Определите, соответствуют ли утверждения (a), (b) и (c) отрывку ниже о первых публикациях Бориса: (a) в «Урале» Бориса напечатали в 1995 году; (b) для публикации в «Звезде» требовалась связь с Москвой; (c) Боре в то время было тридцать лет. Для каждого утверждения ответьте «да» или «нет» и приведите решающие слова отрывка дословно.

---------- Отрывок документа ----------

А напечататься — это было целой проблемой. Борис пробивался в «Урал» с 1992 года. И, наконец, его напечатали только в 1995-м. Чтобы напечататься в «Звезде», нужно было иметь какое-то отношение к Питеру; Боря его не имел, а ему очень хотелось там опубликоваться, и это был единственный журнал, в котором он кого-то знал, с которым был связан. Тогда его знакомым из литературы за пределами Урала был только Саша Леонтьев. А Боре было двадцать лет. И все эти советские штуки работали: надо было, чтобы старший поэт тебе помог, надо было терпеливо, иногда годами, ждать. Сейчас этого всего нет: классно, если тебя лайкнет или прокомментирует кто-то из мэтров, но, собственно, и что?.. А тогда это влияло на судьбу.

— В некоторых интервью тех, кто его знал, мелькают мнения вроде «Парень так хотел славы, что на всё был готов». Насколько это неверно в случае Рыжего?

---------- Фрагменты данных ----------

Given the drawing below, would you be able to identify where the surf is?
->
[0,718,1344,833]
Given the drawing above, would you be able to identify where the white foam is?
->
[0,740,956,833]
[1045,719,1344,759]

----------

Ожидаемый ответ:
(a) Да: «И, наконец, его напечатали только в 1995-м».
(b) Нет: «Чтобы напечататься в «Звезде», нужно было иметь какое-то отношение к Питеру».
(c) Нет: «А Боре было двадцать лет».